TASK DETAILS - Transcribe exactly the lines from the one containing "of the ladder" through the end of the entries, including both the first and the last, and nothing else.

■ ■ ■ ■ ■

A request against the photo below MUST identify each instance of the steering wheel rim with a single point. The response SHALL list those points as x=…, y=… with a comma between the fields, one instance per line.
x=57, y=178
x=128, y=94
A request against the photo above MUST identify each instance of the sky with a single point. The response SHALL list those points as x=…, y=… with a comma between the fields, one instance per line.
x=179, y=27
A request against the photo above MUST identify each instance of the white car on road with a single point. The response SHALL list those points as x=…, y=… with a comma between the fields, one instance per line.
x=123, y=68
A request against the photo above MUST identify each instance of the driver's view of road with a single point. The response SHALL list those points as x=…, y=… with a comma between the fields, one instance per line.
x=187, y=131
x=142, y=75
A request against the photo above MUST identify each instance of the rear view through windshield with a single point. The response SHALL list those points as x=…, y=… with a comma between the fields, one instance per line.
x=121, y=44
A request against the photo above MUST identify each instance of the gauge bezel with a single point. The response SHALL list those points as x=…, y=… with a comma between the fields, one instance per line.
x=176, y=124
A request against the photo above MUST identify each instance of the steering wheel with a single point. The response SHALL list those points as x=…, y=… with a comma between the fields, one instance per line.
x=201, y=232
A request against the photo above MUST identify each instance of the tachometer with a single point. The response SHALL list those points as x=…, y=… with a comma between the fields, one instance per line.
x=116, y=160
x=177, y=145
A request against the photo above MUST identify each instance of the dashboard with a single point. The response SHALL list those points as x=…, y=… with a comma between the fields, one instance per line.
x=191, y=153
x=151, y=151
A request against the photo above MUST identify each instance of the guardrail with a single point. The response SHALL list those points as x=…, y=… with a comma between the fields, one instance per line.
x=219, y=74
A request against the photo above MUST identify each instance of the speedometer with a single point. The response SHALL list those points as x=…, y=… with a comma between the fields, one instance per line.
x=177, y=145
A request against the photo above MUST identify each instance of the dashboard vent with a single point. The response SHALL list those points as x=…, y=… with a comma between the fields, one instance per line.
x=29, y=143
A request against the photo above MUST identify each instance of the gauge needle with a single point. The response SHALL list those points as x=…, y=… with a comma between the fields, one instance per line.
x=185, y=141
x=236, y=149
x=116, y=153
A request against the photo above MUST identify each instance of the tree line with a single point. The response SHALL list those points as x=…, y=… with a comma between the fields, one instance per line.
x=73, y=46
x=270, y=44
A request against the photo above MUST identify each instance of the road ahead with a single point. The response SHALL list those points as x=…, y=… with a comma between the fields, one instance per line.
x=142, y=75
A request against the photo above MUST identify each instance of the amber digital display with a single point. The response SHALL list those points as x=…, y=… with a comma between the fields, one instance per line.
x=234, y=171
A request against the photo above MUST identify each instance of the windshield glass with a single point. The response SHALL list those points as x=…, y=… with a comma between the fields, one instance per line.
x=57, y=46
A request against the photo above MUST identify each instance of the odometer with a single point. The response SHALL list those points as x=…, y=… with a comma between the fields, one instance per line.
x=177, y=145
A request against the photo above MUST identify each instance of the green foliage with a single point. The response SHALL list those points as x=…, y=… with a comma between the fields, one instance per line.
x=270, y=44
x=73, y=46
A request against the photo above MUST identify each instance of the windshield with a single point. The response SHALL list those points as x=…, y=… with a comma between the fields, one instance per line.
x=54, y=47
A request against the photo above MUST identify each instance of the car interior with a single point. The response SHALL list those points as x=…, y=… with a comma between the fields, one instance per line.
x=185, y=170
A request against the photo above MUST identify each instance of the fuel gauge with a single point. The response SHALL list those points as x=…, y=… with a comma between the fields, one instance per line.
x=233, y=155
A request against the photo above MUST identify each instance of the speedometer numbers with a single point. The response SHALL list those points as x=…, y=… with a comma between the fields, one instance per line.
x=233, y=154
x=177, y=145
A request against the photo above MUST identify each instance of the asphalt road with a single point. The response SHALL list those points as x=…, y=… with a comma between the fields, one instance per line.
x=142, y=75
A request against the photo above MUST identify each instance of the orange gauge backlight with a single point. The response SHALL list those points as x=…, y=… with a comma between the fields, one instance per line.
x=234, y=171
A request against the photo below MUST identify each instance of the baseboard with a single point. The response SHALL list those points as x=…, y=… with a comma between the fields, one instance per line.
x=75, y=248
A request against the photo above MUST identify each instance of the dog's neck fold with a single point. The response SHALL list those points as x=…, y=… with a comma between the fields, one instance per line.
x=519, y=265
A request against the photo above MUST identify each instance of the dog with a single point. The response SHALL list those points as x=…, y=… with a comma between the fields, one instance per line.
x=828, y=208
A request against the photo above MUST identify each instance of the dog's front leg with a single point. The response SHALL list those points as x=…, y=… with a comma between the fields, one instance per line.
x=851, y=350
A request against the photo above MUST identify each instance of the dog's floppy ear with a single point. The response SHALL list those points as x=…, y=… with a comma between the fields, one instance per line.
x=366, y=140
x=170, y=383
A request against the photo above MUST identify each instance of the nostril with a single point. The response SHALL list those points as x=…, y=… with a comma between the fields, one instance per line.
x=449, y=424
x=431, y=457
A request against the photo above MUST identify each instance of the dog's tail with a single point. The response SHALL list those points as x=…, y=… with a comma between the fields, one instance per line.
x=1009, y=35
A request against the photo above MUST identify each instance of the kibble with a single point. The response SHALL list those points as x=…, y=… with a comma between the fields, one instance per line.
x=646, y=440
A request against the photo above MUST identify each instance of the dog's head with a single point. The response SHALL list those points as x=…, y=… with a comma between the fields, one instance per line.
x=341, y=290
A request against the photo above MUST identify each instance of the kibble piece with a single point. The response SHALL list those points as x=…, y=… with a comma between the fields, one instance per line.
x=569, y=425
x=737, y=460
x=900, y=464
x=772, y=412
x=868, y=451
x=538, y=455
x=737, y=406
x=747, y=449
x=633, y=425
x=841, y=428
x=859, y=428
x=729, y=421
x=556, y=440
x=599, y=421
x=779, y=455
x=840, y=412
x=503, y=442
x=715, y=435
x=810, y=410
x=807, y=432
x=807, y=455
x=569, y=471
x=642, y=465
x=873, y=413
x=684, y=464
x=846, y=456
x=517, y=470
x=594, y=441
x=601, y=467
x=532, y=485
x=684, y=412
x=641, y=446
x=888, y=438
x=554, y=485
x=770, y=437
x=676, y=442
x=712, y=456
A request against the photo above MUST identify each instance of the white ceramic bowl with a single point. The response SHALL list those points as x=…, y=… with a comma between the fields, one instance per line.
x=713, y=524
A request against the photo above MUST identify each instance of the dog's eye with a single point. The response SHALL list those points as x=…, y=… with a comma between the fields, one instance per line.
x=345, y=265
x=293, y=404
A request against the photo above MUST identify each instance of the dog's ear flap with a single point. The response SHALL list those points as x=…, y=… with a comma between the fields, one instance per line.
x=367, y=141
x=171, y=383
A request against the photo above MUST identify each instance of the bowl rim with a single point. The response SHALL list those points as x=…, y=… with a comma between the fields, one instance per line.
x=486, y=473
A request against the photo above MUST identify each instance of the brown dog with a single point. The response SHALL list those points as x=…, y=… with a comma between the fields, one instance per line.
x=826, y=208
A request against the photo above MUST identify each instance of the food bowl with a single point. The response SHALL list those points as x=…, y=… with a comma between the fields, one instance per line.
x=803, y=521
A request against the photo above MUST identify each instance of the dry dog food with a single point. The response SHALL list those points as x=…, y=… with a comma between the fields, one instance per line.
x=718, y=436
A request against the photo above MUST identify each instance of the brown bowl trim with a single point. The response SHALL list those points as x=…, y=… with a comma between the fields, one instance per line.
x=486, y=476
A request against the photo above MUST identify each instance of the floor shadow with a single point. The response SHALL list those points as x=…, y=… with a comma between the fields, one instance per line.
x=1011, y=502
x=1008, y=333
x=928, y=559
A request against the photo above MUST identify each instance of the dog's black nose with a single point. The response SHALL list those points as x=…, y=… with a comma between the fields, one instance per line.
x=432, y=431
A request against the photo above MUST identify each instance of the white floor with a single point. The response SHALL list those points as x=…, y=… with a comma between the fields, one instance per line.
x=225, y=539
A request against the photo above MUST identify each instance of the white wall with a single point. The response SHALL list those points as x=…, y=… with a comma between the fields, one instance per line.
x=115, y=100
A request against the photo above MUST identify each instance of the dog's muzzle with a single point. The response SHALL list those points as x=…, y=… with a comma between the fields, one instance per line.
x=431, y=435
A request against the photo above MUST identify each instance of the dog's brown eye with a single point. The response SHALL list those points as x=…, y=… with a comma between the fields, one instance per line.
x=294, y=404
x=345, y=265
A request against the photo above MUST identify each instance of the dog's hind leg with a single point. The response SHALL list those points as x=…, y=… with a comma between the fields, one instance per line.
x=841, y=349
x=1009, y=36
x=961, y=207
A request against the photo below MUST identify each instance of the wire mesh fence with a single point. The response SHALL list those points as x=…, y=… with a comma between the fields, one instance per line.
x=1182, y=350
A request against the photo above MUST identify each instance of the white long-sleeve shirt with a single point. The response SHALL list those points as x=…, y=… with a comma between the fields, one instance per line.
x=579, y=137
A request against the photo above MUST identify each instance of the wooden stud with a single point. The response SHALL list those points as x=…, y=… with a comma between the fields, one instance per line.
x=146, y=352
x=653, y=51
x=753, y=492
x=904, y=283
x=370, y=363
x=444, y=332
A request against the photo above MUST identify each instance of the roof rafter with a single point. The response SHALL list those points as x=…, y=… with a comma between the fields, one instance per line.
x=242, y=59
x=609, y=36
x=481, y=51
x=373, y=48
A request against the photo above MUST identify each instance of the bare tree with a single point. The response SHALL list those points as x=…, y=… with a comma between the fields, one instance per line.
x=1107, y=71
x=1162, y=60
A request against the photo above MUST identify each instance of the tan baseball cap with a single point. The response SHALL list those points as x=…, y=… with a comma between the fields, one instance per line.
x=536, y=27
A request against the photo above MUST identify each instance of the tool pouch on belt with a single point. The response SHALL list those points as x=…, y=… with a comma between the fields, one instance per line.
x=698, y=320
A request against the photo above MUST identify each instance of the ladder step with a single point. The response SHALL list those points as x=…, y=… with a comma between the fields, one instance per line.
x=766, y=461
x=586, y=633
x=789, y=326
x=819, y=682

■ ■ ■ ■ ■

EXERCISE RESULT -
A request against the photo above MUST identify each instance of the ladder step with a single point. The response SHALL list those points as x=…, y=… with a comma between the fields, one instance per line.
x=766, y=461
x=586, y=633
x=789, y=326
x=819, y=682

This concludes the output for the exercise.